Material:
::::::

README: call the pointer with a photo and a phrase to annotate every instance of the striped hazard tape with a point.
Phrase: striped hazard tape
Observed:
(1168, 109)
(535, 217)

::::::

Task statement:
Can you write out every line of the material above again, request and phrase included, with each point coordinate in the answers scaled by 1.25 and rounded to the nearest whole number, halves going up?

Answer for the task:
README: call the pointer with a photo and a phrase to annotate every instance of the striped hazard tape with a point.
Phrase: striped hazard tape
Observed:
(1460, 136)
(669, 271)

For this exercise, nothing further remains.